DATASET EXCERPTS »

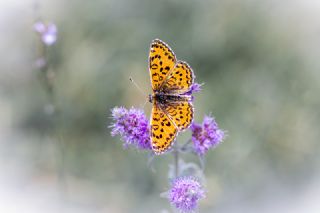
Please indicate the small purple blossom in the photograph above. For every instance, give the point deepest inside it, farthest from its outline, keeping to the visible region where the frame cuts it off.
(133, 127)
(47, 32)
(206, 136)
(185, 193)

TASK INSTRUCTIONS » Rewrite every record, renaming "purple blossom" to "violet flower" and keeping everything else identical. Omit the pictures from your output.

OUTPUT OF THE TASK »
Please indicate the small violet flower in the photograph above. For every instance, give the point deepest inside it, farthest from its outline, keeping to the visible region where the frame cuts it off.
(133, 127)
(47, 32)
(206, 136)
(185, 193)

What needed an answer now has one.